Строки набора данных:

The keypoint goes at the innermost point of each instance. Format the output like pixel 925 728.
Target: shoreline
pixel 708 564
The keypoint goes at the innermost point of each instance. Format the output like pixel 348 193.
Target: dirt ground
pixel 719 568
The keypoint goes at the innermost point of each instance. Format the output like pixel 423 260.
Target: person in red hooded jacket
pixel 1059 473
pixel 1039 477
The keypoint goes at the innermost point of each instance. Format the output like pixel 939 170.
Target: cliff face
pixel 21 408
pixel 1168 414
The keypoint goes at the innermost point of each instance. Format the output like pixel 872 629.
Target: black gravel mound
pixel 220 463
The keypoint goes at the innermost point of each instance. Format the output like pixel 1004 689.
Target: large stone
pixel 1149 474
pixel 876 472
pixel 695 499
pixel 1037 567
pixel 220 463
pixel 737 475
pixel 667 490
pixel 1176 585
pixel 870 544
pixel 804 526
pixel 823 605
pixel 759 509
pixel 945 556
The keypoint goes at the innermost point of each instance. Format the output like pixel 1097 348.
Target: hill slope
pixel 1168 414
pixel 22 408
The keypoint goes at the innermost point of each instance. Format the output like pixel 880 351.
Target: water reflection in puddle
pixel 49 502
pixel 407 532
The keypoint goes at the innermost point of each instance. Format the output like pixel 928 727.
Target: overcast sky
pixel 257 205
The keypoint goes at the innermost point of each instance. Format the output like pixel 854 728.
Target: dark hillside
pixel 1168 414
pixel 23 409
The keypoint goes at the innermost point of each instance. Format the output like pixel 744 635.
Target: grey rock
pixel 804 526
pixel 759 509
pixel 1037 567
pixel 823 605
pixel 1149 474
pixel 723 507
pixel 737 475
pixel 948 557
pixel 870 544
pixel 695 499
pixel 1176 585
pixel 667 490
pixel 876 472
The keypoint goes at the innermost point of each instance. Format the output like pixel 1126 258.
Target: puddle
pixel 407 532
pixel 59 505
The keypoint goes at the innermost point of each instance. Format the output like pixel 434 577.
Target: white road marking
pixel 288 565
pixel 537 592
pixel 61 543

Условие задания:
Как будут выглядеть записи от строки, содержащей «pixel 854 728.», до конца записей включительно, если переписать их в CSV с двумя столбцами «запрос» и «ответ»? На каждую запись нужна одна строка CSV, где текст записи и её ответ стоят каждый в одном поле в кавычках, а переносы строк заменены пробелами.

Полное решение:
запрос,ответ
"The keypoint goes at the innermost point of each instance. Format the output like pixel 854 728. Target: dark hillside","pixel 1168 414 pixel 23 409"
"The keypoint goes at the innermost point of each instance. Format the output like pixel 744 635. Target: grey rock","pixel 804 526 pixel 759 509 pixel 1037 567 pixel 823 605 pixel 1149 474 pixel 723 507 pixel 737 475 pixel 948 557 pixel 870 544 pixel 695 499 pixel 1176 585 pixel 667 490 pixel 876 472"
"The keypoint goes at the innermost point of each instance. Format the output like pixel 1126 258. Target: puddle","pixel 407 532 pixel 59 505"
"The keypoint goes at the innermost point of each instance. Format the output like pixel 434 577. Target: white road marking","pixel 288 565 pixel 537 592 pixel 61 543"